What you are asked to do: Copy out the lines exactly as they are, from the line containing "Segment the ceiling." through the end of the lines, including both ends.

----- Extracted material -----

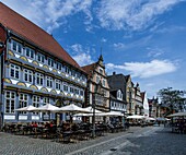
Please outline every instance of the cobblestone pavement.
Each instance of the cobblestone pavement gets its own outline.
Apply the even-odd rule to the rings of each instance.
[[[125,132],[109,133],[94,140],[69,144],[0,132],[0,155],[149,155],[148,152],[154,155],[161,152],[165,154],[164,147],[167,147],[167,144],[171,151],[176,144],[179,153],[184,147],[177,144],[186,144],[185,138],[170,133],[163,130],[163,127],[131,127]]]
[[[186,134],[172,133],[170,128],[128,136],[126,142],[102,155],[185,155]]]

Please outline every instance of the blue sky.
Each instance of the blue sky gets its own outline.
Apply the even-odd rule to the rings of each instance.
[[[103,55],[148,97],[186,90],[186,0],[1,0],[49,34],[80,65]]]

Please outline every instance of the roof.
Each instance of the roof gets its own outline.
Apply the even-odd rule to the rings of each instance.
[[[37,46],[42,50],[47,51],[81,70],[80,65],[51,35],[15,11],[11,10],[2,2],[0,2],[0,24],[2,24],[7,29],[10,29],[14,34],[21,36],[23,39]]]
[[[88,73],[89,79],[92,76],[92,71],[94,70],[96,63],[82,67],[82,69]]]

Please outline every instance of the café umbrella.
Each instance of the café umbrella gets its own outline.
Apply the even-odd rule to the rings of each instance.
[[[36,109],[37,109],[36,107],[28,105],[26,107],[15,109],[15,111],[33,111],[33,110],[36,110]]]
[[[57,110],[55,110],[56,112],[72,112],[72,114],[77,114],[77,112],[86,112],[90,114],[90,111],[88,109],[81,108],[74,104],[70,104],[63,107],[58,108]]]
[[[167,117],[186,117],[186,111],[185,112],[176,112],[173,115],[168,115]]]
[[[133,115],[133,116],[128,116],[127,119],[143,119],[144,116],[139,116],[139,115]]]

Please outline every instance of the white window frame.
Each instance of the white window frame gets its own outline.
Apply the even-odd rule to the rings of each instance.
[[[42,73],[35,73],[35,83],[37,84],[37,85],[44,85],[44,74],[42,74]]]
[[[56,87],[56,90],[61,90],[61,81],[60,80],[58,80],[58,79],[55,80],[55,87]]]
[[[106,85],[106,81],[103,79],[103,86],[105,86]]]
[[[25,47],[25,56],[34,59],[35,58],[35,51],[34,49],[30,48],[30,47]]]
[[[55,67],[55,61],[51,58],[48,58],[48,65],[54,68]]]
[[[72,85],[70,85],[70,93],[74,93],[74,87]]]
[[[103,75],[103,69],[100,68],[100,71],[98,71],[102,75]]]
[[[40,106],[40,96],[33,95],[32,103],[34,107],[38,108]],[[38,115],[38,112],[33,112],[33,114]]]
[[[45,63],[45,56],[40,52],[37,52],[37,61],[40,63]]]
[[[80,90],[80,95],[84,96],[84,91],[83,90]]]
[[[19,107],[26,107],[28,103],[28,95],[24,93],[20,93],[19,95]],[[20,111],[21,114],[26,114],[26,111]]]
[[[53,78],[51,76],[46,76],[46,86],[53,87]]]
[[[20,79],[20,72],[21,72],[21,69],[19,65],[15,65],[15,64],[10,64],[10,78],[13,78],[13,79]]]
[[[33,71],[24,69],[23,70],[24,81],[28,83],[33,83]]]
[[[9,96],[8,96],[9,94]],[[12,91],[5,91],[4,94],[4,114],[15,114],[16,94]]]
[[[96,83],[100,83],[101,78],[96,76]]]
[[[63,83],[62,86],[63,86],[63,92],[69,92],[69,85],[67,83]]]
[[[15,41],[15,40],[12,40],[11,41],[11,50],[22,55],[23,53],[23,46],[22,46],[22,44]]]
[[[61,71],[62,64],[61,64],[60,62],[57,62],[57,63],[56,63],[56,69],[59,70],[59,71]]]

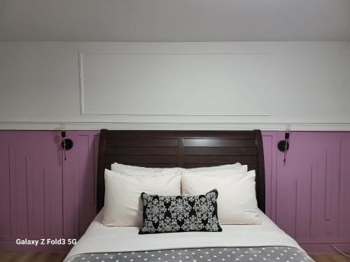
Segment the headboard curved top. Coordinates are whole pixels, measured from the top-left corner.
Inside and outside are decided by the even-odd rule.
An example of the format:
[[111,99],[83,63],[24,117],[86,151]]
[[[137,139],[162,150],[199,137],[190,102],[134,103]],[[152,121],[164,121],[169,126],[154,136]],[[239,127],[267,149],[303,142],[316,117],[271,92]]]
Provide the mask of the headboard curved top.
[[265,168],[260,130],[128,131],[102,129],[97,212],[104,203],[104,168],[118,162],[145,167],[219,166],[239,162],[255,170],[258,205],[265,212]]

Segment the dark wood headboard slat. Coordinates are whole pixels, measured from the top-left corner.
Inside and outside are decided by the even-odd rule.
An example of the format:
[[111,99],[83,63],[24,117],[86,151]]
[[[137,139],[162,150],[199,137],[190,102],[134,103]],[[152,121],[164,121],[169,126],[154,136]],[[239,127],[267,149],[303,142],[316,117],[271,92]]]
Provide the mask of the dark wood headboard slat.
[[104,201],[104,168],[114,162],[155,168],[196,168],[240,162],[255,170],[256,196],[265,212],[261,132],[255,131],[111,131],[99,136],[97,212]]

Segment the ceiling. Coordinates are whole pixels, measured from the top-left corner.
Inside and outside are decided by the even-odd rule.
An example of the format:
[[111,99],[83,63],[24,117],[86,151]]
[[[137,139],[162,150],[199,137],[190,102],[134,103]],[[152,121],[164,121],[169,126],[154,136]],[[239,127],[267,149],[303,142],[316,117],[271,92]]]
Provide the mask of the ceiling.
[[350,41],[350,0],[0,0],[0,41]]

-----

Exercise response:
Segment the ceiling. Coordinates are whole pixels, measured from the top-left corner.
Inside and outside are decided by the even-odd rule.
An example of the format:
[[111,99],[83,63],[24,117],[86,151]]
[[[137,139],[162,150],[199,137],[190,102],[134,103]],[[152,121],[164,121],[169,126],[154,136]],[[239,127],[267,149],[303,142],[316,117],[271,92]]]
Provide the mask of the ceiling.
[[350,41],[350,0],[0,0],[0,41]]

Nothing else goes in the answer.